* What you will do *
In the GTFS preprocessing notebook below, which year does the code use when it builds the normal dates for the service_id?

### Selected extract ###

# Import module

In [1]:
%matplotlib inline

In [2]:
import pandas as pd
import numpy as np
import csv
import os
import calendar as cal
import matplotlib.pyplot as plt
import urllib

# Data preprocess

**use the state island as the example**

1. select a single route and direction from a specific district from the GTFS
2. find the corresponding `trip_id` and `service_id`
3. find the corresponding dates of the `service_id`
4. Download the historical file and prepare the data analysis

## 1. select a single route and direction from a specific district from the GTFS


read the data into dataframe

In [3]:
routes = pd.read_csv('../data/GTFS/gtfs/routes.txt')
routes.info()

IOError: File ../data/GTFS/gtfs/routes.txt does not exist

In [None]:
trips = pd.read_csv('../data/GTFS/gtfs/trips.txt')
trips.info()

In [None]:
calendar_dates = pd.read_csv('../data/GTFS/gtfs/calendar_dates.txt')
calendar_dates.info()

In [None]:
calendar = pd.read_csv('../data/GTFS/gtfs/calendar.txt')
calendar.info()

In [None]:
stop_times = pd.read_csv('../data/GTFS/gtfs/stop_times.txt')
stop_times.info()

select a single route and a direction

In [None]:
route_id = trips.loc[0, 'route_id']
directon_id = trips.loc[0, 'direction_id']
print route_id
print directon_id

## 2. find the corresponding trip_id and service_id

find the trip_id

In [None]:
select_trips = trips[(trips.route_id == route_id) & (trips.direction_id == directon_id)]
select_trips.info()

find the service_id

In [None]:
select_trips

In [None]:
select_service_id_set = set(list(select_trips.service_id))
print select_service_id_set

## 3. find the corresponding dates of the service_id

read the calendar dataframe to obtain the normal schedule of the trips

In [None]:
select_calendar = calendar[calendar.service_id.isin(select_service_id_set)]
select_calendar.info()

In [None]:
# the select service_id
select_calendar

obtain normal dates for the service_id

In [None]:
dates = []
for i in range(1, 4):
    month = cal.monthcalendar(2016, i)
    for week in month:
        monday = week[cal.MONDAY]
        tuesday = week[cal.TUESDAY]
        wednesday = week[cal.WEDNESDAY]
        thursday = week[cal.THURSDAY]
        friday = week[cal.FRIDAY]
        if monday > 0:
            if monday < 10:
                cur_date = '20160' + str(i) + '0' + str(monday)
            else:
                cur_date = '20160' + str(i) + str(monday)

### Material shown ###

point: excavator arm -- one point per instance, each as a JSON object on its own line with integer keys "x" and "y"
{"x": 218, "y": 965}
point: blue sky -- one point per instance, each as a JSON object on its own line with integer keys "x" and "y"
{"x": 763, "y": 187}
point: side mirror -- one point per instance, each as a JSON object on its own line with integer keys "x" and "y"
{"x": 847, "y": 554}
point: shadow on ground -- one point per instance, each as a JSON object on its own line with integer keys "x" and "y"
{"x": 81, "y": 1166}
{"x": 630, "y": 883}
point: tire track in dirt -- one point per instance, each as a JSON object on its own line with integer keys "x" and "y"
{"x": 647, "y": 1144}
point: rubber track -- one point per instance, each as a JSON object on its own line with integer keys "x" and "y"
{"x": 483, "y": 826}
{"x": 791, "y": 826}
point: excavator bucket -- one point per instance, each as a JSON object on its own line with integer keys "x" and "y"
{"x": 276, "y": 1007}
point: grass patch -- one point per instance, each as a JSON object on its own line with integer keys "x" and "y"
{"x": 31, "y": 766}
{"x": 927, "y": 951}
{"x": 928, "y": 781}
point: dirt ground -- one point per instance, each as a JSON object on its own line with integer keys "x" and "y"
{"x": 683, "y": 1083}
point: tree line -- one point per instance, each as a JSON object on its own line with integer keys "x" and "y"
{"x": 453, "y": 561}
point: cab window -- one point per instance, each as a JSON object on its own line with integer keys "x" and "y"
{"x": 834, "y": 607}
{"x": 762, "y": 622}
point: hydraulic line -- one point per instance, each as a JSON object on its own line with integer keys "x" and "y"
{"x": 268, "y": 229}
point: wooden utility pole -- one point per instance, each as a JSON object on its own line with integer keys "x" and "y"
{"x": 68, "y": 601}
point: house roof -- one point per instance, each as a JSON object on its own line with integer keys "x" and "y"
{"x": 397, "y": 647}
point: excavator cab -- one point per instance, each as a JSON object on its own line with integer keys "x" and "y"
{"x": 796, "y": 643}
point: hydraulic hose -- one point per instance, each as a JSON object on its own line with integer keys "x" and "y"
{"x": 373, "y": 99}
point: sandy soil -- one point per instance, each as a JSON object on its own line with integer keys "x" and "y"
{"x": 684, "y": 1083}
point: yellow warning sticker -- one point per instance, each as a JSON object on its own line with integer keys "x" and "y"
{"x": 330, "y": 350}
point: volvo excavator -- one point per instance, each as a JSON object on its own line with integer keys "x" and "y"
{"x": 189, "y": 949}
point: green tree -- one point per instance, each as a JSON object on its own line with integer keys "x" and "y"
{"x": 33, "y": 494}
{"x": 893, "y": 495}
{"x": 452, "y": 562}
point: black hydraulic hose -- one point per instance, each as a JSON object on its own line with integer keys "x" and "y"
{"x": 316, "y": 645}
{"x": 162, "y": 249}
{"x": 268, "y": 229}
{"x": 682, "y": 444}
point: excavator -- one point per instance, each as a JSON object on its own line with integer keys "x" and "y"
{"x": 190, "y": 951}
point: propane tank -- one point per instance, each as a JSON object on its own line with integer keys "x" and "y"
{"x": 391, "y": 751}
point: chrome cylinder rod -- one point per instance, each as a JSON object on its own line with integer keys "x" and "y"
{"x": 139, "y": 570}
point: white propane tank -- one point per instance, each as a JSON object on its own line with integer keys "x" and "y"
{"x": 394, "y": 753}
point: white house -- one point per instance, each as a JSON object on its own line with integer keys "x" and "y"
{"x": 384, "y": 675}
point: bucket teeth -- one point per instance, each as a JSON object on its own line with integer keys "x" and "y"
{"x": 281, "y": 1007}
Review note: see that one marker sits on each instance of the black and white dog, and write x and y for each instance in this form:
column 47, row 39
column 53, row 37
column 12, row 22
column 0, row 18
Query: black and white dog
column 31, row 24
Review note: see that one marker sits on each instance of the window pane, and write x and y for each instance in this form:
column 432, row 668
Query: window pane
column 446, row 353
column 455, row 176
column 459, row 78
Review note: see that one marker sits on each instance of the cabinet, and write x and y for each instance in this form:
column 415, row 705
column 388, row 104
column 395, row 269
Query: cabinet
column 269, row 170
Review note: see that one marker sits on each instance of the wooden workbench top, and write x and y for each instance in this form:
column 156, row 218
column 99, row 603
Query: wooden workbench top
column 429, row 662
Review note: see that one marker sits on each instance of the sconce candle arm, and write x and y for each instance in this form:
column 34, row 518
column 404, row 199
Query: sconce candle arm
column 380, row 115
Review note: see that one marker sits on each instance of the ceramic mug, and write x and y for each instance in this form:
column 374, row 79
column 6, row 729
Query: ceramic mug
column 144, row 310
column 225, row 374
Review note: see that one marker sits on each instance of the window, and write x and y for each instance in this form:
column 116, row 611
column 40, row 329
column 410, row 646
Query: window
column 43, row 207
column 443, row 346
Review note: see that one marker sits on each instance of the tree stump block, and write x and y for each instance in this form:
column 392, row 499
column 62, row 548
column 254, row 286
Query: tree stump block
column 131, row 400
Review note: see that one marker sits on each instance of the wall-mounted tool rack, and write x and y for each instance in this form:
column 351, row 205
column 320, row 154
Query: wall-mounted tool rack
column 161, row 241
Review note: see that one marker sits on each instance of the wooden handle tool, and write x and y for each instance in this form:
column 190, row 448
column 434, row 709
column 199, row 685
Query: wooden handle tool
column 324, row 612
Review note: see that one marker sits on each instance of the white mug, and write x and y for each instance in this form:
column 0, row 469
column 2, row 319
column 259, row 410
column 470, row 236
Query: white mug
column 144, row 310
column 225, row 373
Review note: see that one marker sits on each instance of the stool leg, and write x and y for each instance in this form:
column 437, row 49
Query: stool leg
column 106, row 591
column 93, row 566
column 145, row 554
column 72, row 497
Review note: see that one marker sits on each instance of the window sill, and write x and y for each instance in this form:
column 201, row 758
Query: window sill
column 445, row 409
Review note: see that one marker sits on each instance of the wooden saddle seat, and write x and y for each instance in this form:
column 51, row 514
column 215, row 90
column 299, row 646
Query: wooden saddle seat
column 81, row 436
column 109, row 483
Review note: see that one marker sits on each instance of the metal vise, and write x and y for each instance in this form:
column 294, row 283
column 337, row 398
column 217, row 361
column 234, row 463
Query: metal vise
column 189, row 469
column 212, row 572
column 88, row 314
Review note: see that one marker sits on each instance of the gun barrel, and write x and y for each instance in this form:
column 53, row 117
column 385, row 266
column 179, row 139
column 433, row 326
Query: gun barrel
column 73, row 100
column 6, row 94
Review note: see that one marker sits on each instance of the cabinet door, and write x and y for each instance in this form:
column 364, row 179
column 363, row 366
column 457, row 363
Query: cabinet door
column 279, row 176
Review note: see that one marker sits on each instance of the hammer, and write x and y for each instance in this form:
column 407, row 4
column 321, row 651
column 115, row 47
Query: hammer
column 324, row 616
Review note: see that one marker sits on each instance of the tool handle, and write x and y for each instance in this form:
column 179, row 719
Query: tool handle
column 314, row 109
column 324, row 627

###

* Reply *
2016